■ DESCRIPTION OF THE TASK: Every record is to be printed exactly as written, and any picture in it is skipped.

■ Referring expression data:
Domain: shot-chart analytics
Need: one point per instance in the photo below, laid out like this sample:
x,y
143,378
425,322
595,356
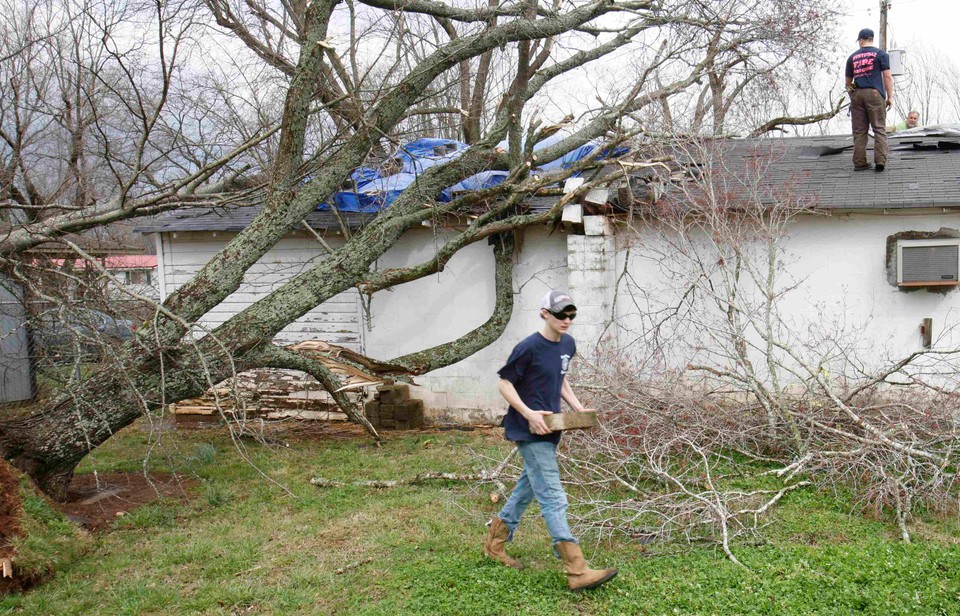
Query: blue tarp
x,y
375,192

■ RESPONSE:
Domain: shot-chart analytics
Need: one point per instance in the photo below, laid out like this sample:
x,y
143,378
425,322
595,356
Query: blue tarp
x,y
375,192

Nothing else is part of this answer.